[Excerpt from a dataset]

>> Begin

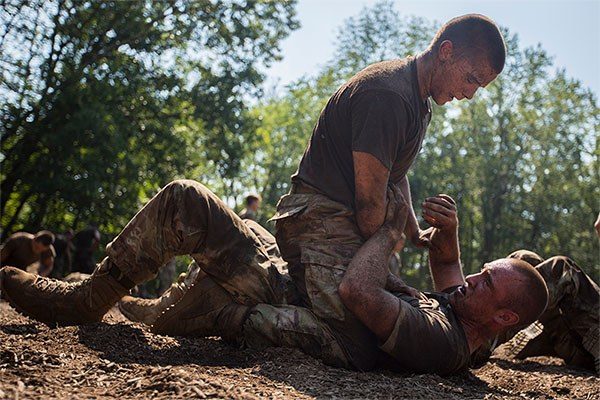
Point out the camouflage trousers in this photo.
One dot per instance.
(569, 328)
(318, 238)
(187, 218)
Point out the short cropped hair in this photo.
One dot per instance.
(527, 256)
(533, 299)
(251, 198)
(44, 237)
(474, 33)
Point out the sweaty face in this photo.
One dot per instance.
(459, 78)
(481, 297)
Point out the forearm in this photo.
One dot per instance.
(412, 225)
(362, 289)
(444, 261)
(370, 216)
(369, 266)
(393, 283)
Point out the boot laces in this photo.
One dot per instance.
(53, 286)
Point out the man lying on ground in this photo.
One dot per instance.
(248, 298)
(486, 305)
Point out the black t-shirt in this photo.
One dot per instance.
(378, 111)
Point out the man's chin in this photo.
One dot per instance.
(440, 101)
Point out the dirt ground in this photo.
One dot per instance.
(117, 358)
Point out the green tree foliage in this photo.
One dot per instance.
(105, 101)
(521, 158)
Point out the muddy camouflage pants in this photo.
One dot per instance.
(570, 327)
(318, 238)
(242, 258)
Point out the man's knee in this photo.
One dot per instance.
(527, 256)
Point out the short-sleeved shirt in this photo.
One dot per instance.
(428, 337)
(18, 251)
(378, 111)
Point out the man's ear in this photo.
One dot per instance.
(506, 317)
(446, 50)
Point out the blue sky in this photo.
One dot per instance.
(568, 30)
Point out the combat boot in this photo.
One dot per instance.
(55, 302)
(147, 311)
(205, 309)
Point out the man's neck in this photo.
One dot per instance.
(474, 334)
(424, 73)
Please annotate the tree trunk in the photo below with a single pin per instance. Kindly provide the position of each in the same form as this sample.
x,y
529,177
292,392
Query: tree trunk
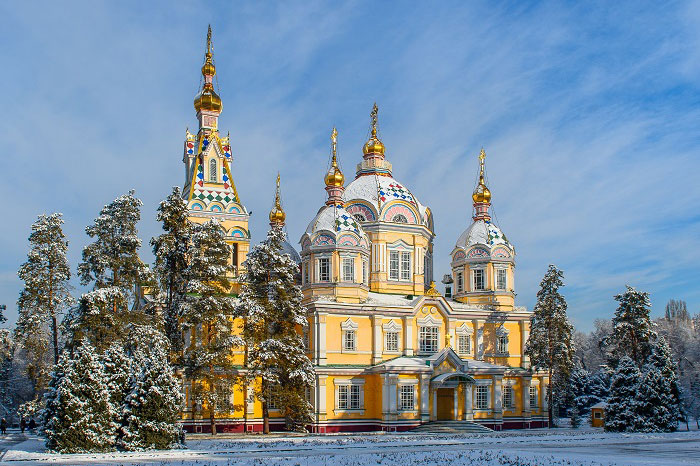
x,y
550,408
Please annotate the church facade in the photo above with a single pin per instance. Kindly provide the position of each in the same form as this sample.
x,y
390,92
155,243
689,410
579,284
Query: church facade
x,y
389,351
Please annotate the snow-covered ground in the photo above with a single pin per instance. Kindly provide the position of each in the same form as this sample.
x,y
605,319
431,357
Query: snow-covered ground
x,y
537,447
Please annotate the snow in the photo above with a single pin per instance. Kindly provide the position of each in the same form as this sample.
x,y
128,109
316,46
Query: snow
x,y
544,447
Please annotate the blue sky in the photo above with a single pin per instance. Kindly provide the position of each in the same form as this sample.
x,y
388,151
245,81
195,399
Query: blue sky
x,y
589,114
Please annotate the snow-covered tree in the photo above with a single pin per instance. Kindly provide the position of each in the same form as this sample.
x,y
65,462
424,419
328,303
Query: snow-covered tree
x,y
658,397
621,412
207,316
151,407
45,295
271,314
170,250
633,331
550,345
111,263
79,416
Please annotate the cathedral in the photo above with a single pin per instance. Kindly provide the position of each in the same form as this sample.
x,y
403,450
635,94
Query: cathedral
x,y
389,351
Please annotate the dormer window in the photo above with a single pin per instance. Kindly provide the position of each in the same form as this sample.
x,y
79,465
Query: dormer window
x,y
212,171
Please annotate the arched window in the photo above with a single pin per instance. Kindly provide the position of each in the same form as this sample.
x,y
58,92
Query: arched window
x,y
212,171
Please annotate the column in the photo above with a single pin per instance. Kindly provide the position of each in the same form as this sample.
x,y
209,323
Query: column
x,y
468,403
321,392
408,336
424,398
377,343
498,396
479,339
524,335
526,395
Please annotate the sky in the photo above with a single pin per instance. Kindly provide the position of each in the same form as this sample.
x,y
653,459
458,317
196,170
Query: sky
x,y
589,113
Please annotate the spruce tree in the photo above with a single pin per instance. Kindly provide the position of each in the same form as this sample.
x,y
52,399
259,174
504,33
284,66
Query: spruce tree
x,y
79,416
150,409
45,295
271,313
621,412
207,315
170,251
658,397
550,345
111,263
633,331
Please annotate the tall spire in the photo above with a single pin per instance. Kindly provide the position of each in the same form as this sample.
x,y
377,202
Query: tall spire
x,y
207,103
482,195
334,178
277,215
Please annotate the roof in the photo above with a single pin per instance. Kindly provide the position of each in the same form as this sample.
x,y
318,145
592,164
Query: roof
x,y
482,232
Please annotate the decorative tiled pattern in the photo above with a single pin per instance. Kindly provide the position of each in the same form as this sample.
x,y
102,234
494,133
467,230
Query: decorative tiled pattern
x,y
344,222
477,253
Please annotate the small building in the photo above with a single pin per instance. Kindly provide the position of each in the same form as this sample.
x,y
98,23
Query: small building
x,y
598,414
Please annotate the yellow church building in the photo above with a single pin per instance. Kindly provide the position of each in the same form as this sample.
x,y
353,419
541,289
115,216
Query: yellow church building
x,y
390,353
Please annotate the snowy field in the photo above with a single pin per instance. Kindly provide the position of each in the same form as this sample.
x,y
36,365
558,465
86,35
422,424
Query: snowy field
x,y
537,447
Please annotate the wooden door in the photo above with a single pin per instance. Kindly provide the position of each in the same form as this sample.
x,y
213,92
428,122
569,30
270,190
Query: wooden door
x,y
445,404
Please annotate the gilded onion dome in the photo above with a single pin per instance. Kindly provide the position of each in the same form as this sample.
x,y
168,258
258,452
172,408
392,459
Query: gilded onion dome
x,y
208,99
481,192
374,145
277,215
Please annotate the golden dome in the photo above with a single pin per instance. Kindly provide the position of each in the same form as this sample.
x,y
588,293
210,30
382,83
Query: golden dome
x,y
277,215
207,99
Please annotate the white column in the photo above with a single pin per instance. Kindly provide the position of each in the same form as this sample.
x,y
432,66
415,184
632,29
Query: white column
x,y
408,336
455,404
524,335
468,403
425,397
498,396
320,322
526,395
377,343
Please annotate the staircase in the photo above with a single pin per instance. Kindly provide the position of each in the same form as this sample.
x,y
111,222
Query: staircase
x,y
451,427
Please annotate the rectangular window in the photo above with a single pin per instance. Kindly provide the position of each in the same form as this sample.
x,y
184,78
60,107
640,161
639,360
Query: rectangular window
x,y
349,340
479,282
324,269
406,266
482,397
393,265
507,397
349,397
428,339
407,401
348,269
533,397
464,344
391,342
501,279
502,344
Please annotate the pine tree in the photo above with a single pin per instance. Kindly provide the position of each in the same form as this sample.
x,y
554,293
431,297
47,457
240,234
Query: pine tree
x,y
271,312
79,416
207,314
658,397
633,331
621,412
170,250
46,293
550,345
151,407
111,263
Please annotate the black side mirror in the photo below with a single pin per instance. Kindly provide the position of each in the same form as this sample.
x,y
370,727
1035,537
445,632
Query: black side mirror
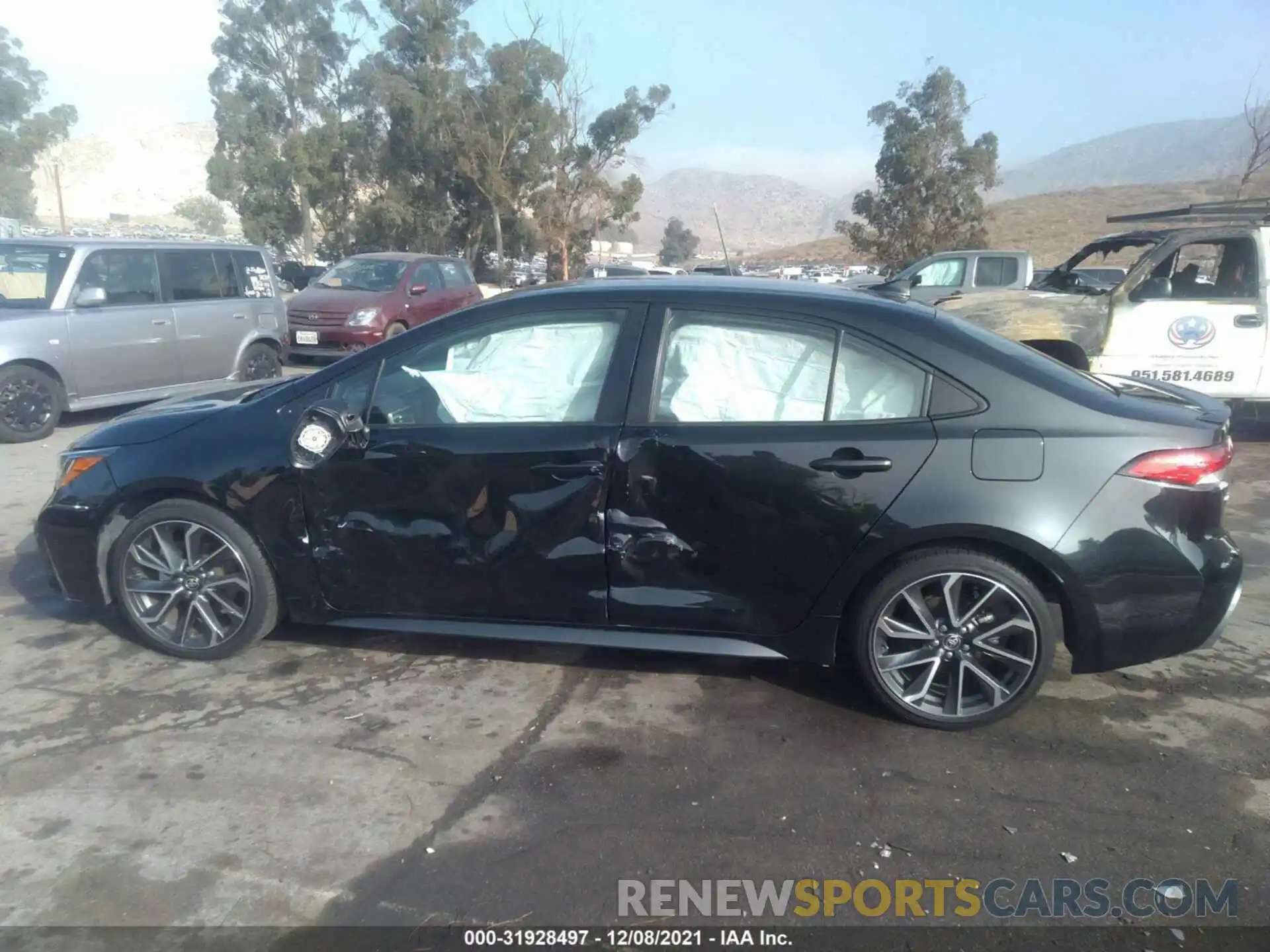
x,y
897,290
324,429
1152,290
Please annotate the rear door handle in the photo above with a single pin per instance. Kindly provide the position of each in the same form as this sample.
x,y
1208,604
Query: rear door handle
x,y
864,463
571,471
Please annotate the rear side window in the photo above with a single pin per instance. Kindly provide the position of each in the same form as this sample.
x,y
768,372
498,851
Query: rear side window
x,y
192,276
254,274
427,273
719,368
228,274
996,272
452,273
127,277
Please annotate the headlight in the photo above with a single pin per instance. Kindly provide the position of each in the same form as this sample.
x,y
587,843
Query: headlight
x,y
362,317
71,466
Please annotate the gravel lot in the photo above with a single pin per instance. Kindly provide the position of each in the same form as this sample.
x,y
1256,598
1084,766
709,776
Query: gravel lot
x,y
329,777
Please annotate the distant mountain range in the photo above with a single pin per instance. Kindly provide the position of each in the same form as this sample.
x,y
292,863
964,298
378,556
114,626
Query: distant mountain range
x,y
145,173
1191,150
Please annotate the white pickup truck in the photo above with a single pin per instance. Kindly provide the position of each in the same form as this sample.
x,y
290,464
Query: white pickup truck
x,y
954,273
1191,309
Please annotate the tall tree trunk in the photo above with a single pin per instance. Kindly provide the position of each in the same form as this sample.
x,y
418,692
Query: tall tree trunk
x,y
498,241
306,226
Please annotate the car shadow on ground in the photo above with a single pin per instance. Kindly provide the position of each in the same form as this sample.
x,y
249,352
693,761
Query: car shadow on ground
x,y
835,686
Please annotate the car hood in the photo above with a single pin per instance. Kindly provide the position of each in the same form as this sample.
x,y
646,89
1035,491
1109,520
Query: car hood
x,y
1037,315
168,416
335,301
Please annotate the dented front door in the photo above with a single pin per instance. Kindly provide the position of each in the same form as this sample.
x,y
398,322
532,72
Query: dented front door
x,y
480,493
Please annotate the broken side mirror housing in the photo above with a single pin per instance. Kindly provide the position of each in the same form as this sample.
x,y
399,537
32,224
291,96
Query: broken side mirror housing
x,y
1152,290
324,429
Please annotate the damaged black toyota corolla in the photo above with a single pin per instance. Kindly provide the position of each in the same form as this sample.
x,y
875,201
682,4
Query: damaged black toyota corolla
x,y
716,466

>> End

Rewrite the lines as a JSON list of strings, one string per line and no blank lines. Begin at the line that contains "Please annotate the damaged" and stop after the final line.

RESULT FOR THIS EXERCISE:
[
  "Please annotate the damaged black toyota corolla in the photo above with a single pin per instance. Kindly provide the position of each in the same form as this sample.",
  "x,y",
  "875,201",
  "682,4",
  "Query: damaged black toyota corolla",
  "x,y",
  "716,466"
]